Data:
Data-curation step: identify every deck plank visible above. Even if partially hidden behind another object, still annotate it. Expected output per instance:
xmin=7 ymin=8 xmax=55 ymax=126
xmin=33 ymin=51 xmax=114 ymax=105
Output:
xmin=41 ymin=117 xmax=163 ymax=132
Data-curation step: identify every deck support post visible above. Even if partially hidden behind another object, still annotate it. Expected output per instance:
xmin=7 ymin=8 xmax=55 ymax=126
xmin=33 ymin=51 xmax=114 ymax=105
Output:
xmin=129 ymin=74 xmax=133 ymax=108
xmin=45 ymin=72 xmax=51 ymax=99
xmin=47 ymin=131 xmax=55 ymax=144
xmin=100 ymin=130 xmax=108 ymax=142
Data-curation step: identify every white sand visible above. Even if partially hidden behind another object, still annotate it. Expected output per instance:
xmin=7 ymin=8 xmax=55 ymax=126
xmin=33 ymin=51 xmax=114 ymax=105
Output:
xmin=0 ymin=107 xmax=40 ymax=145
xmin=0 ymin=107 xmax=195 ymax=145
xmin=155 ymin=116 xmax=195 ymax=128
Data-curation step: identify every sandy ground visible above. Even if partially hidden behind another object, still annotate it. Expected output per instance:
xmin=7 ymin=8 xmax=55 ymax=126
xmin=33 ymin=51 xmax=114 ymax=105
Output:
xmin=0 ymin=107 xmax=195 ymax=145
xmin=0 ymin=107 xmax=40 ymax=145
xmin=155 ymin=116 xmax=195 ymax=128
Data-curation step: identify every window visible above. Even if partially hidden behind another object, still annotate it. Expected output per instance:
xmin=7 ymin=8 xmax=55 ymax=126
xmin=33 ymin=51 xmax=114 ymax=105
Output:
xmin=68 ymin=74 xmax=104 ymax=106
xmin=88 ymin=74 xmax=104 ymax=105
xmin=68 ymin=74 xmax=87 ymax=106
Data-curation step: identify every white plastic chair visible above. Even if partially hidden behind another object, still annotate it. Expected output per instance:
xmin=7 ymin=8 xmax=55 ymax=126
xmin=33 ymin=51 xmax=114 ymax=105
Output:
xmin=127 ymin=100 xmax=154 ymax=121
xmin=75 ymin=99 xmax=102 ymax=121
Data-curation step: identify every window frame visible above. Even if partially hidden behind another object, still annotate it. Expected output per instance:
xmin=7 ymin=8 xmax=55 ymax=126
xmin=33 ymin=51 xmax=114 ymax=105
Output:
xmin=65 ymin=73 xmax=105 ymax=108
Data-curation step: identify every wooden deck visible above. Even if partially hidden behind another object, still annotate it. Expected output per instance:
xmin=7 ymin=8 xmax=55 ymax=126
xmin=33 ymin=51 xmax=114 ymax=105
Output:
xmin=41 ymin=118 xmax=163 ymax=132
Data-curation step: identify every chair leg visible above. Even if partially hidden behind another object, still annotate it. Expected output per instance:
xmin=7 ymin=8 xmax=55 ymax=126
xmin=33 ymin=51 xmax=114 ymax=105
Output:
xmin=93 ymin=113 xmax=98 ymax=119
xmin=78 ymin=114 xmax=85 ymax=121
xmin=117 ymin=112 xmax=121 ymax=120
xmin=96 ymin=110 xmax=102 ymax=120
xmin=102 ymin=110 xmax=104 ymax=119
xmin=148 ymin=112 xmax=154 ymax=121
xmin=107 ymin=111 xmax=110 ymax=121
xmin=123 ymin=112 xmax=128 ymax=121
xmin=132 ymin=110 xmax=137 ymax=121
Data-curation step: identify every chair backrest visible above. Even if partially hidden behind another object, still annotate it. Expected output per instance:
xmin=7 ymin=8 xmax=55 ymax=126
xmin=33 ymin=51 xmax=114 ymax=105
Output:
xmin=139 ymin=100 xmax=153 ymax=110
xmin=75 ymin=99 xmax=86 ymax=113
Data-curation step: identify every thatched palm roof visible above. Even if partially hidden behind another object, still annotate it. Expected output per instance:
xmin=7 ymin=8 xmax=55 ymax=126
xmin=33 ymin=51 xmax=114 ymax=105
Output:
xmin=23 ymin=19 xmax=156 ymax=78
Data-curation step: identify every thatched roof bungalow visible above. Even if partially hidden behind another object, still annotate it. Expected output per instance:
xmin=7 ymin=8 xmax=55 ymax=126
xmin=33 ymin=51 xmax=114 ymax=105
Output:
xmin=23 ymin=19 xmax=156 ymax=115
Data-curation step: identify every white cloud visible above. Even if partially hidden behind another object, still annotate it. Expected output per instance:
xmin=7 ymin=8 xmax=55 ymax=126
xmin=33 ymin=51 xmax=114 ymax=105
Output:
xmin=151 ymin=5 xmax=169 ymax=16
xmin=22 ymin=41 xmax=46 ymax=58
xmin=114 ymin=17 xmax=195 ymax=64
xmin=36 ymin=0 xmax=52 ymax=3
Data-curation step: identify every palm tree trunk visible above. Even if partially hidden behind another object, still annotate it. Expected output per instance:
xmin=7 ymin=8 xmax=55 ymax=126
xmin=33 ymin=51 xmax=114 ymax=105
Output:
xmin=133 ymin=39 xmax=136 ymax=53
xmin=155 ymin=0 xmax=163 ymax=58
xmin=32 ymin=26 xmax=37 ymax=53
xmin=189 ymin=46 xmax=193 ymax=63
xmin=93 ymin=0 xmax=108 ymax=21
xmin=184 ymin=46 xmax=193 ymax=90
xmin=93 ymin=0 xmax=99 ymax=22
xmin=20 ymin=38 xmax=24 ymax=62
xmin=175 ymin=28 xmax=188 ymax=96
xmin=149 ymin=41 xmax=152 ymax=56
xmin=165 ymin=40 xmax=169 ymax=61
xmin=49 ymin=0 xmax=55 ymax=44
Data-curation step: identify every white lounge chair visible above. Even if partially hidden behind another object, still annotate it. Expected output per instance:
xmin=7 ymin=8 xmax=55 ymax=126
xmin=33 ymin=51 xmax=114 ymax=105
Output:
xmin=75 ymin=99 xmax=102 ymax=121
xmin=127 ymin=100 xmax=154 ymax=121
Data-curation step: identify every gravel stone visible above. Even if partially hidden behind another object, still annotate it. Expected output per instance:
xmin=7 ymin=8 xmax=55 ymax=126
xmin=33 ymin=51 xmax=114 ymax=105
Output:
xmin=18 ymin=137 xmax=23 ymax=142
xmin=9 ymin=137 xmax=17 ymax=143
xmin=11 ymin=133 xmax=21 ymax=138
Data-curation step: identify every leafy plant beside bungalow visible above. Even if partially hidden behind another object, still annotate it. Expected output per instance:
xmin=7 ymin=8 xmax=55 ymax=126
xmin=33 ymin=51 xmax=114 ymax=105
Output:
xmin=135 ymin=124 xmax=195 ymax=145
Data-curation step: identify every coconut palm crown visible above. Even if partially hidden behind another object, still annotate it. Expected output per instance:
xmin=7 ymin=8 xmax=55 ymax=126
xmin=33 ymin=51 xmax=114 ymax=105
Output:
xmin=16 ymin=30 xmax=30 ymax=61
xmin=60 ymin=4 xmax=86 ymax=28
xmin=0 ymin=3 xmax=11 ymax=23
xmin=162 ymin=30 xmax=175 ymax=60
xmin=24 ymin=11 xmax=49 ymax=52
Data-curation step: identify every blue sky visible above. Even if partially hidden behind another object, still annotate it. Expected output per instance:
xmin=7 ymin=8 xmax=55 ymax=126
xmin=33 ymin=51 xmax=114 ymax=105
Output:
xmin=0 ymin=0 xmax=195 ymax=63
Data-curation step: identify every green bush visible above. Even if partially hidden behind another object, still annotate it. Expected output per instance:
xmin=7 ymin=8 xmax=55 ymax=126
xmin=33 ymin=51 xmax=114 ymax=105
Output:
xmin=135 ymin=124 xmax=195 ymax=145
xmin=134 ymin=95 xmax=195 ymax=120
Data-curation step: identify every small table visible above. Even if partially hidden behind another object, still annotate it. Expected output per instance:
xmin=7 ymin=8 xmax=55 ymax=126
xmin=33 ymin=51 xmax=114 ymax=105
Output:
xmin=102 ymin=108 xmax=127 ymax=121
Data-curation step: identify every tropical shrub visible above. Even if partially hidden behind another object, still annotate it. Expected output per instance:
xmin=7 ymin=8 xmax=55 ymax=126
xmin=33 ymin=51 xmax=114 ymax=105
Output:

What the task asks: Which lines above contain the word "bungalow"? Return each of them in full, and match case exactly.

Finished answer:
Data-curation step: identify every thatched roof bungalow visible above. Even if partially hidden behind another object, still annotate it. Expected output per instance:
Data-curation step: identify every leafy plant beside bungalow visible above. Even if partially hidden behind another object, still annotate it. Expected output per instance:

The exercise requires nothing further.